*Esercizio:* Come potrebbe continuare il brano sul tennista soprannominato Vladiator dopo l'ultima frase riportata? Scrivine il seguito.

*Brano scelto:*
Fino ai quarti era passato sottotraccia, come se il suo segnale non fosse interessante per i radar. All'improvviso si accorsero di lui, scoprendo tante piccole storie. Per esempio, che papà Nicolai gli preparava un pancake ogni giorno, e che non uscivano praticamente mai dall'appartamento portafortuna. Ad accompagnarlo nell'avventura londinese, un film, Il Gladiatore. La figura di Russell Crowe lo aveva affascinato a tal punto da guardarlo per quattro volte. La faccenda incuriosì a tal punto che lo soprannominarono Vladiator. L'ispirazione del film gli sarebbe servita per affrontare Sampras. “Forse è il più forte di sempre – diceva – non mi pare che abbia debolezze, può giocare un tennis incredibile”. Era il primo qualificato a spingersi in semifinale dai tempi di John McEnroe. Impresa tale da rimbombare nei palazzi presidenziali, al punto da convincere il presidente Aleksandr Lukashenko a chiamarlo per fargli gli auguri. Vent'anni dopo è ancora al suo posto. Forse è l'unica cosa rimasta uguale rispetto ad allora.

*Estratti dei dati:*
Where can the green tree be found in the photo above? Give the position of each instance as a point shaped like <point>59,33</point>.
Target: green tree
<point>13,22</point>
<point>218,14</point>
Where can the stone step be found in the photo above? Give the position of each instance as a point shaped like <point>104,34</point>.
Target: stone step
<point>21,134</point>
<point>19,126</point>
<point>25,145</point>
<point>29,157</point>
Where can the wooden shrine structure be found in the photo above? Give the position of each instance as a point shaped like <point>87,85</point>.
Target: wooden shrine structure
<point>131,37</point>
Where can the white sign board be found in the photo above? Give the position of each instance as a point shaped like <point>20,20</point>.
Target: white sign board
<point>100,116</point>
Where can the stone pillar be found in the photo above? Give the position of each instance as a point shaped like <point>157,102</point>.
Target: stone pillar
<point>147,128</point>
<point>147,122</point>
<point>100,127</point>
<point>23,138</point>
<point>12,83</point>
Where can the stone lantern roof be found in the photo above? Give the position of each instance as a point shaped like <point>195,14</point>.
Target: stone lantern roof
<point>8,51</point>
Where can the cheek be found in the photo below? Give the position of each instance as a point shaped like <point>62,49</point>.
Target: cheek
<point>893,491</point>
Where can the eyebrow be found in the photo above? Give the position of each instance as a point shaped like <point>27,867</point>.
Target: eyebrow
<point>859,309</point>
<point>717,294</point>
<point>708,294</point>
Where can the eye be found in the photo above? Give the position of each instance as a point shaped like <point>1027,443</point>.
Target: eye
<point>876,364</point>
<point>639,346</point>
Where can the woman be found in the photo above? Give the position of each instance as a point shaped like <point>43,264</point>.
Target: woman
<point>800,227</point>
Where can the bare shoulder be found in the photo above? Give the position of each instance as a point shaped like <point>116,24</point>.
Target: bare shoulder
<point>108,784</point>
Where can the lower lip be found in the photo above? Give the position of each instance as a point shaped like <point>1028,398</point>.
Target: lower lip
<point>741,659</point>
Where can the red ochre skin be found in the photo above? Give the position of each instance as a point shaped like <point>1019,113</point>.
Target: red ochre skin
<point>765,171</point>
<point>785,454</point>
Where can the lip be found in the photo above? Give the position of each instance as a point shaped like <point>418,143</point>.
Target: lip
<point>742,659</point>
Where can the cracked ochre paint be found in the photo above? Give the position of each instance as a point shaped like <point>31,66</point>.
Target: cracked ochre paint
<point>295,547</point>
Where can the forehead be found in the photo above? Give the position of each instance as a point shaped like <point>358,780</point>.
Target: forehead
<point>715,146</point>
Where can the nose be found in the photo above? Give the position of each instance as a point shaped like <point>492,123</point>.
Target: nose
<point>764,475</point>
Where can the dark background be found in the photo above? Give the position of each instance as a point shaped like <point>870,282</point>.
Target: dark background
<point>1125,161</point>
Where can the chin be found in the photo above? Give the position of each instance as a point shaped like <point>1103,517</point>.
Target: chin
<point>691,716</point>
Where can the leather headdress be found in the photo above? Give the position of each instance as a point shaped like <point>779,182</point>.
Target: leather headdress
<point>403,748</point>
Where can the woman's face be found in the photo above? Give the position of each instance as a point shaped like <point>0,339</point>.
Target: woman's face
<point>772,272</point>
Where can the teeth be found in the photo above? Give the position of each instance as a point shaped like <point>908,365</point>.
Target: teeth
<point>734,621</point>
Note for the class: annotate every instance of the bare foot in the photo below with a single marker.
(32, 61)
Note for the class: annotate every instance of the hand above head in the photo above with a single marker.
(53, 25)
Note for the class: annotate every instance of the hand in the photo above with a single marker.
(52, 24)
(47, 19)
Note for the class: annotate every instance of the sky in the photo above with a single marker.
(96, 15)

* * *

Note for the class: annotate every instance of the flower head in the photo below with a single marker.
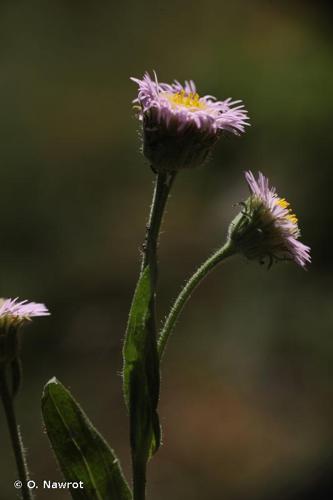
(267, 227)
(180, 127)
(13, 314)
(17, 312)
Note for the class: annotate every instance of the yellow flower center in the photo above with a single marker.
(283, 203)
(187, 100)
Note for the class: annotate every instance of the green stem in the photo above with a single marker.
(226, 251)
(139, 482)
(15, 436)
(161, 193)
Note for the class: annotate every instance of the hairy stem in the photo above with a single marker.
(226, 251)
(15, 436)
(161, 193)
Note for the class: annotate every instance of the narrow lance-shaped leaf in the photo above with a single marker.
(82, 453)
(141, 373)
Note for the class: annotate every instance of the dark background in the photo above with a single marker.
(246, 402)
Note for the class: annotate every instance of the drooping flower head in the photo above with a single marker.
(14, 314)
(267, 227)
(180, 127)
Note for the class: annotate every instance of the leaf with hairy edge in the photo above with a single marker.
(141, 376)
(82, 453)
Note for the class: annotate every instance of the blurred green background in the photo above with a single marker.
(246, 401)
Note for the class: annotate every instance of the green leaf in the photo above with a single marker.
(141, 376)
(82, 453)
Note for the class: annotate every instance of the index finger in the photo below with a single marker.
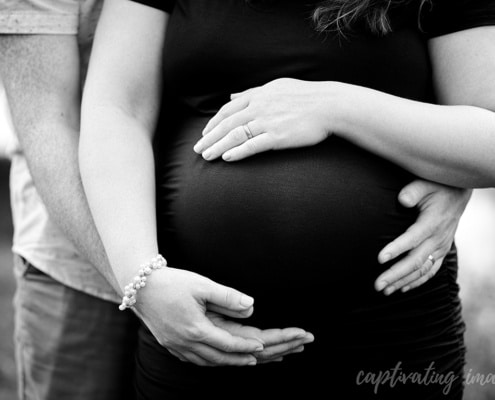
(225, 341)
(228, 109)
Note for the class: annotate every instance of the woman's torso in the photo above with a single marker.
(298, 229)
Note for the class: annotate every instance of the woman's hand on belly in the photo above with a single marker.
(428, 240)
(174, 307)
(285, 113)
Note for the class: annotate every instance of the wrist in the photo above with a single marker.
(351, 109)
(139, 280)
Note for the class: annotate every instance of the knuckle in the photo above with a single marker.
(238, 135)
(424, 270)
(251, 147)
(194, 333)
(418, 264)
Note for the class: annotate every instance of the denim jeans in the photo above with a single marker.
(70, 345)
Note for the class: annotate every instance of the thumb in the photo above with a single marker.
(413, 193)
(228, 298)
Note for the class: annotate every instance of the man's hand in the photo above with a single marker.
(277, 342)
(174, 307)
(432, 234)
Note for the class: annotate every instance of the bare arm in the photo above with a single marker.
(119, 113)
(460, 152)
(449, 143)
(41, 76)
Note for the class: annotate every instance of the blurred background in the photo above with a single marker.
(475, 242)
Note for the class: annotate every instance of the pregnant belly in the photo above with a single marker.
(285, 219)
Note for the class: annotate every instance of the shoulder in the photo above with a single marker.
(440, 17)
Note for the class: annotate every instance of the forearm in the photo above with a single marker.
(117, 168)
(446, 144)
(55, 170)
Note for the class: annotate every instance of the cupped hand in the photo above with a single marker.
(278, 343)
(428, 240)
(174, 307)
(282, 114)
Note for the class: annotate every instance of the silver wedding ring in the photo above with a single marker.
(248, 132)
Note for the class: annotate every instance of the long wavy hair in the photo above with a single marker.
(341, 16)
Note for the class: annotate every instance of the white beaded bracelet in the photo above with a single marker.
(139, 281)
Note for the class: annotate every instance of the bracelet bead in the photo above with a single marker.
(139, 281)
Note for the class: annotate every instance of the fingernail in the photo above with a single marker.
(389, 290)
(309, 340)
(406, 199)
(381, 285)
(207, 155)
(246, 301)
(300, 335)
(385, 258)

*Soluzione:*
Contro Sampras, Vladiator ha giocato uno splendido primo set. Brillante, a viso aperto. Lo ha trascinato al tie-break. Sotto 4-5 e col servizio a disposizione, ha giocato uno splendido punto. Se lo era costruito, avrebbe potuto chiudere con una volèe non impossibile. L'ha affossata in rete e lì è finito tutto. 7-6 6-2 6-4. Con la stretta di mano, non finì soltanto la sua permanenza a Wimbledon. Sarebbe terminata la sua frequentazione del grande tennis. Si sarebbe spinto fino al n.25 ATP, ma non ha vinto neanche un torneo (proprio come Roger Vasselin). Qualche tempo dopo, insieme a Mirnyi, avrebbe messo di nuovo la Bielorussia nella geografia del tennis. Grazie al fattore campo, sarebbero arrivati in semifinale di Coppa Davis. Qualche anno dopo, il Paese avrebbe addirittura trovato una numero 1 del mondo e una campionessa Slam in Victoria Azarenka. Anche lei cresciuta in una famiglia non ricca, emersa da un palestrone multiuso. Ma i primi segni di gloria sono arrivati a Vladimator Voltchkov e la sua dignità, mischiata a orgoglio.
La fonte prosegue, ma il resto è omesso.